Texte choisi –
___

L'été 2017 nous a offert deux films LGBT sur grand écrans. Le Tom Of Finland de Karukoski et 120 Battements Par Minute de Campillo.
J'ai déjà fait part sur Twitter de mes réserves quant au premier à cause du déséquilibre de sa structure qui focalise davantage sur les années militaires de Touko Laaksonen pour se contenter d'effleurer le reste avec des ellipses bien frustrantes. Si la peinture de la condition homosexuelle de cette époque est plutôt réussie, ce biopic pêche au final par des lacunes intimes sur son personnage principal. Mais là n'est pas le sujet de ce papier...

 

Avant-Première 120 Battements par Minute

Avant-Première 120 Battements par Minute

L'autre film Rainbow de l'été donc, 120 Battements Par Minute, une peinture du militantisme d'Act-Up et les premières luttes des années Sida qui a enthousiasmé le Festival de Cannes au point de recevoir son Grand Prix du Jury.

___

Jeu de données –

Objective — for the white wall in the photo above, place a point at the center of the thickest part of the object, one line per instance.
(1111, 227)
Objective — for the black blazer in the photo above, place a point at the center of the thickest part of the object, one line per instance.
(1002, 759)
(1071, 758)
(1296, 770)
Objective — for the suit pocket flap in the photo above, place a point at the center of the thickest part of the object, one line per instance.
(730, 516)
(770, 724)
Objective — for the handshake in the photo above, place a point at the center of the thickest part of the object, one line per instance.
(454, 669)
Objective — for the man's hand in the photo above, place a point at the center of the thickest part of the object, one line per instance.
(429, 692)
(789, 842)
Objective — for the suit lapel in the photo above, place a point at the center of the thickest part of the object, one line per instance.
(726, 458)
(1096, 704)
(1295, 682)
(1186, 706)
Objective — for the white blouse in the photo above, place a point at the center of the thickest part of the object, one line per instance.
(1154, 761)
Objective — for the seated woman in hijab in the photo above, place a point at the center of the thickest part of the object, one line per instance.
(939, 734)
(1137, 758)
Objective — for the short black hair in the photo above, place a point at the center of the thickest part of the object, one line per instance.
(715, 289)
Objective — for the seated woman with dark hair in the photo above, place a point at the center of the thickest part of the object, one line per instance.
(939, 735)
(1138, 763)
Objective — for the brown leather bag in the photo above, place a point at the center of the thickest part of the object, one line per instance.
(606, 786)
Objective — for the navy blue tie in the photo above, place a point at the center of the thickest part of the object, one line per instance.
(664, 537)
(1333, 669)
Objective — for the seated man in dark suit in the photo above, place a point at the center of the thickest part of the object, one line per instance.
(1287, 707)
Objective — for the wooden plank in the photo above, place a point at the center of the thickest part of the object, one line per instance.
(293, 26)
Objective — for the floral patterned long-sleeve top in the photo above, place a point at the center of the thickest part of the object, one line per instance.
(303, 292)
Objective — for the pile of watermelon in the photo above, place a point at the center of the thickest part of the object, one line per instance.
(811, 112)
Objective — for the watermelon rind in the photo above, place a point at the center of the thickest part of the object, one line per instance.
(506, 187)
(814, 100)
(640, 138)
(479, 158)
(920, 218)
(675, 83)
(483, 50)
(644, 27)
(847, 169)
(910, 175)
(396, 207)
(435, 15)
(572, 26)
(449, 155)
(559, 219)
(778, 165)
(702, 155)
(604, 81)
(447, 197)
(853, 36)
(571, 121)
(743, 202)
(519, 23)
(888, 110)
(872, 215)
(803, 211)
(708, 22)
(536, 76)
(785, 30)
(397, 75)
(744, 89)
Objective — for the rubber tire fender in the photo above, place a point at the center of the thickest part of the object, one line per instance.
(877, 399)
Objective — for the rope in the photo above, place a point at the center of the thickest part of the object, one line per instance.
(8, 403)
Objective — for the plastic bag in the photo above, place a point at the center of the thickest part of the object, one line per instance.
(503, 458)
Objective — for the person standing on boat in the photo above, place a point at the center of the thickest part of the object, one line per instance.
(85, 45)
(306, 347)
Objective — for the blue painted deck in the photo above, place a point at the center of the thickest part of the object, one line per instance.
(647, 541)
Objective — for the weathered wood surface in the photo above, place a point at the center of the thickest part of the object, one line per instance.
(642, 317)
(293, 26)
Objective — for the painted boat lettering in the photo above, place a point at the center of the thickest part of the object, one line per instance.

___

Exercices à résoudre –
1. D'après le texte, quel prix le film 120 Battements Par Minute a-t-il reçu au Festival de Cannes ?
2. Recopiez seulement les lignes de la liste, de celle qui contient "Objective — for the person" jusqu'à la fin de la liste, consignes comprises. Décalez chaque coordonnée des réponses de 26.

Réponses attendues –
1. Le Grand Prix du Jury.

2.
Objective — for the person standing on boat in the photo above, place a point at the center of the thickest part of the object, one line per instance.
(111, 71)
(332, 373)
Objective — for the blue painted deck in the photo above, place a point at the center of the thickest part of the object, one line per instance.
(673, 567)
Objective — for the weathered wood surface in the photo above, place a point at the center of the thickest part of the object, one line per instance.
(668, 343)
(319, 52)
Objective — for the painted boat lettering in the photo above, place a point at the center of the thickest part of the object, one line per instance.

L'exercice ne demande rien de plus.